■ Written instruction
Return every line of the items below that contains the string "leader".

--

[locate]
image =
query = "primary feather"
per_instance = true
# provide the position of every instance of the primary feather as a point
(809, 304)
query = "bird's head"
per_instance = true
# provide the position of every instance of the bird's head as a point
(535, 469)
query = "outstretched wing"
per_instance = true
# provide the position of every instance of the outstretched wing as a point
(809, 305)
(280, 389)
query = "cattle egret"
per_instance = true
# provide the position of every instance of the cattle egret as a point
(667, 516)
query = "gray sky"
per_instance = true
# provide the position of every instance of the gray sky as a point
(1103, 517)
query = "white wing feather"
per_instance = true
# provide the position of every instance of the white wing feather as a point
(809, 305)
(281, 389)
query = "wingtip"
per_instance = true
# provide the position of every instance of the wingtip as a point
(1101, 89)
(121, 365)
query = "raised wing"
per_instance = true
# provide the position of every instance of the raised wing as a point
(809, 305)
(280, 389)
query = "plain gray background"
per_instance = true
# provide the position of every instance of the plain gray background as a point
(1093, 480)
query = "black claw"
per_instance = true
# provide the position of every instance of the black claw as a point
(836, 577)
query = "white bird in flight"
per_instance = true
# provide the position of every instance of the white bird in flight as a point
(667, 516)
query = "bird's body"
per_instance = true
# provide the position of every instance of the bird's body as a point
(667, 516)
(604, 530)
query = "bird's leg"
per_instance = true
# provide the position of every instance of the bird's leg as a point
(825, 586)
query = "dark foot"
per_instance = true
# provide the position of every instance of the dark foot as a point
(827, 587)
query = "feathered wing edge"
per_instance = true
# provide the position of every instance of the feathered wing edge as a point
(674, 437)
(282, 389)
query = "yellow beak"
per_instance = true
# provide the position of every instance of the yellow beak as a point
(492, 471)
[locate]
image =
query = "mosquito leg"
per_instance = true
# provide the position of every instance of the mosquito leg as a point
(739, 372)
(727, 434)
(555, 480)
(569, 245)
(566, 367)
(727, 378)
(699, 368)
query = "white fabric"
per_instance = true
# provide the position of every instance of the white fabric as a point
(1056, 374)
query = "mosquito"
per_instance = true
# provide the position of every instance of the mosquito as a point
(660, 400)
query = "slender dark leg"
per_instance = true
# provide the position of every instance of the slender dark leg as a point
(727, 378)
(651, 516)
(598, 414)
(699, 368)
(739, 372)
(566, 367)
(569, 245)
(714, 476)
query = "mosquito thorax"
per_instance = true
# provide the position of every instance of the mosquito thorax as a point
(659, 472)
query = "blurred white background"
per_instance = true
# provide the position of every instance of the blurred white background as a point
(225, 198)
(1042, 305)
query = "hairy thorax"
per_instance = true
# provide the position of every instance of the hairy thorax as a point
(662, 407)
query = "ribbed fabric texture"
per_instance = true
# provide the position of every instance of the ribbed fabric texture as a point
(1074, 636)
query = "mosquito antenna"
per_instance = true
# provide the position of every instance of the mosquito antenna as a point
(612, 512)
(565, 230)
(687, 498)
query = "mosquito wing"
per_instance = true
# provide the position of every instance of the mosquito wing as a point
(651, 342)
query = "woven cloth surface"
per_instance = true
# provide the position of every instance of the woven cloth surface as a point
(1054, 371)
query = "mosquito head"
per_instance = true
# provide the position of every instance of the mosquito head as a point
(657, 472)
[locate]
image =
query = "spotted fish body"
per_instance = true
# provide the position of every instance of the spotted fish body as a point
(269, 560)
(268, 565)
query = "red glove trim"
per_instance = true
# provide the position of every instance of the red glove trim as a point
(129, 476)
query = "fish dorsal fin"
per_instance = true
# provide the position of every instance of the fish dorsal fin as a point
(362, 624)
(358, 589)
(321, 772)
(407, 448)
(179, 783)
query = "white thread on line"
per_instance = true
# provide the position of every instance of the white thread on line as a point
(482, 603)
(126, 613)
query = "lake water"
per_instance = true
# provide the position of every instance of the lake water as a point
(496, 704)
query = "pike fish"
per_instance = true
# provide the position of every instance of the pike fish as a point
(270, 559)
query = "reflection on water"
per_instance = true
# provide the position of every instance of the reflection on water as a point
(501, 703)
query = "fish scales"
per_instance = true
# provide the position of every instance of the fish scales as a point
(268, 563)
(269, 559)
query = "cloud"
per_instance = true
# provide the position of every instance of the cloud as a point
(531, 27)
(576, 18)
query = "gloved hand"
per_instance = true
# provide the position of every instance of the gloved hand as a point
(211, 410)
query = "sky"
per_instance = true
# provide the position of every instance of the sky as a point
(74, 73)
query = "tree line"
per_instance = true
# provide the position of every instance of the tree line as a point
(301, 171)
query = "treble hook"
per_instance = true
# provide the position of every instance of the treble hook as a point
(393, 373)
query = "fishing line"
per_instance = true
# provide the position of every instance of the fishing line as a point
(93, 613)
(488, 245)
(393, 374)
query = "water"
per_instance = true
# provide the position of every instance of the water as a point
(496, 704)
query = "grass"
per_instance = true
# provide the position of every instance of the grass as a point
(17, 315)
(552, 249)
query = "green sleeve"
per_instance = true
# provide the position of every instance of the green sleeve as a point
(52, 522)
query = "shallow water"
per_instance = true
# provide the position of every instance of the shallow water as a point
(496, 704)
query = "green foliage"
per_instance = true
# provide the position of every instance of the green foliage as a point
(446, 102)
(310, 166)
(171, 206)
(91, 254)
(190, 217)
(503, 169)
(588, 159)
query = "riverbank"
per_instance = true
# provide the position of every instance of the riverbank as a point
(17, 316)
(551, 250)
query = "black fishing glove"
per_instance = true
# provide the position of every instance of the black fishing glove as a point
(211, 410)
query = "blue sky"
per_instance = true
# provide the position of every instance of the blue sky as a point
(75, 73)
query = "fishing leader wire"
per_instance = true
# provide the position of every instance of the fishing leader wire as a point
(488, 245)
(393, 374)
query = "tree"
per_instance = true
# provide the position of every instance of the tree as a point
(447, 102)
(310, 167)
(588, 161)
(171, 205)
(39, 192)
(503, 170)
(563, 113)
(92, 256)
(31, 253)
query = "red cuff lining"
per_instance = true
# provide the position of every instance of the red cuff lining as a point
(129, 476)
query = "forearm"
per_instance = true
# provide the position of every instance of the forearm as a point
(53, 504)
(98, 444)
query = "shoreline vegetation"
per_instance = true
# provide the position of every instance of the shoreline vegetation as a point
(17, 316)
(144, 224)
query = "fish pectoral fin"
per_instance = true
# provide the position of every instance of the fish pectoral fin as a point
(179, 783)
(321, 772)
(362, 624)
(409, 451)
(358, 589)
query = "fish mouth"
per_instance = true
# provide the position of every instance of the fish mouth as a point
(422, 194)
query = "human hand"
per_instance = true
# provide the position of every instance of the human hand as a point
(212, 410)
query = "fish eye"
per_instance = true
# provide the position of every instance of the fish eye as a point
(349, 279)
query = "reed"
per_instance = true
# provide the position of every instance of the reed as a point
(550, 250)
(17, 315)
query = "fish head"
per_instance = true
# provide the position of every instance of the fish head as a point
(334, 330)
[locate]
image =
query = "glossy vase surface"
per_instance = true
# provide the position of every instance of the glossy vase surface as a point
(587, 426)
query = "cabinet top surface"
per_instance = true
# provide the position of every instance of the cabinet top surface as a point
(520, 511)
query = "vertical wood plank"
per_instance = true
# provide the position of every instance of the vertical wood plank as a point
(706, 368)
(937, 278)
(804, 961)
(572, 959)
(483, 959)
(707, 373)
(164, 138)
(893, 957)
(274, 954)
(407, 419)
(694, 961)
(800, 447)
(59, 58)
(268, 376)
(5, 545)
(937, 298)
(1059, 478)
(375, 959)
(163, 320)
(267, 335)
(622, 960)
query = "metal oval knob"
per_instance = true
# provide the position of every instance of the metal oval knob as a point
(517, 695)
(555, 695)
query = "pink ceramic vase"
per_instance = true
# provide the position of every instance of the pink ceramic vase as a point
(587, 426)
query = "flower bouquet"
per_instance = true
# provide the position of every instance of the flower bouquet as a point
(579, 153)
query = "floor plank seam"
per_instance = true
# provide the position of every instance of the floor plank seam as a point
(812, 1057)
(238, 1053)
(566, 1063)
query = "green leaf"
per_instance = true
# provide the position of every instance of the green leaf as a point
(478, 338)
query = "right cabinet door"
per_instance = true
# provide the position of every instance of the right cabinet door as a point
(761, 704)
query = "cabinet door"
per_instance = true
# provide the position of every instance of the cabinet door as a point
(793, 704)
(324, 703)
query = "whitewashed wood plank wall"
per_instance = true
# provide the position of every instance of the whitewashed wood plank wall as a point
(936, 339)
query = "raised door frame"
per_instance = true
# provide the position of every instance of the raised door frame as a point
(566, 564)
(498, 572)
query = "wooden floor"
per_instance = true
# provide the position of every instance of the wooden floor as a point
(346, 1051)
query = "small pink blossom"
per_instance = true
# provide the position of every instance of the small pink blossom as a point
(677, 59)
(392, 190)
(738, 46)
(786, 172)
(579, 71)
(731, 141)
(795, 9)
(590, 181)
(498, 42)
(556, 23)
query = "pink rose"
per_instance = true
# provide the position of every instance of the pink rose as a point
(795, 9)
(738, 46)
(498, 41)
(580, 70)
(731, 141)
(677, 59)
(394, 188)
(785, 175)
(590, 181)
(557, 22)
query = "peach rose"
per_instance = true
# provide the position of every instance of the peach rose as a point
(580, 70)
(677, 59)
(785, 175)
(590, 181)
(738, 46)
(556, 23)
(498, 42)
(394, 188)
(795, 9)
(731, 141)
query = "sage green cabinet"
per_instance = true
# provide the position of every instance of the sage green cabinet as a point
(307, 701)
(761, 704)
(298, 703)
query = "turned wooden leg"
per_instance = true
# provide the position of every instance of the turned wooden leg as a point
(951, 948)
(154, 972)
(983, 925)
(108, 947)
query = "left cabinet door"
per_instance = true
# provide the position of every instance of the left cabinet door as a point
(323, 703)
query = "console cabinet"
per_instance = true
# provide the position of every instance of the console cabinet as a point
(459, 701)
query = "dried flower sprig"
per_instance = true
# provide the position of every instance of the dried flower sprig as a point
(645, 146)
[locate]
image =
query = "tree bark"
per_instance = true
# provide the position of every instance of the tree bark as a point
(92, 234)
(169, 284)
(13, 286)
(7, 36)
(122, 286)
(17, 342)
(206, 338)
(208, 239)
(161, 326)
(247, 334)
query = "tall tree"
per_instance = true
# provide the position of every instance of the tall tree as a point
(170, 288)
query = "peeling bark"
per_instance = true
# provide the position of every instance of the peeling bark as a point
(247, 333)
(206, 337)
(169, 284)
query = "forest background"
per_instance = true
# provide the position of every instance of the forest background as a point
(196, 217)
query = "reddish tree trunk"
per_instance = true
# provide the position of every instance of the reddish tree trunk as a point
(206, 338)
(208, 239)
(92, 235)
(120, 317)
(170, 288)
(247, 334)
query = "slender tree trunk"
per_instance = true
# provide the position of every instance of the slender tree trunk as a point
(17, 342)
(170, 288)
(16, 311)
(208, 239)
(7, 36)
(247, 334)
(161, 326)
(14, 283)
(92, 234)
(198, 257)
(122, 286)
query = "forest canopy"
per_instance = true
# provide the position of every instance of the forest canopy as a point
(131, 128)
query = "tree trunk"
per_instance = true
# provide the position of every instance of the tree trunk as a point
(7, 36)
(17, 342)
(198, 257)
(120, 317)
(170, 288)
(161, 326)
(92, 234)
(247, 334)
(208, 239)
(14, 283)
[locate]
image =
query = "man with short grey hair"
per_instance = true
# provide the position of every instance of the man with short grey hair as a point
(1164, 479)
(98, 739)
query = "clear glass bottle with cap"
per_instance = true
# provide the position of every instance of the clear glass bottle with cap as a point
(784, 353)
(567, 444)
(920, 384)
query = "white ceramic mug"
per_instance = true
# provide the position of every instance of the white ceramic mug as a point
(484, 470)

--

■ Task solution
query = "fishing leader wire"
# provide the position of every instance of the fishing leader wire as a point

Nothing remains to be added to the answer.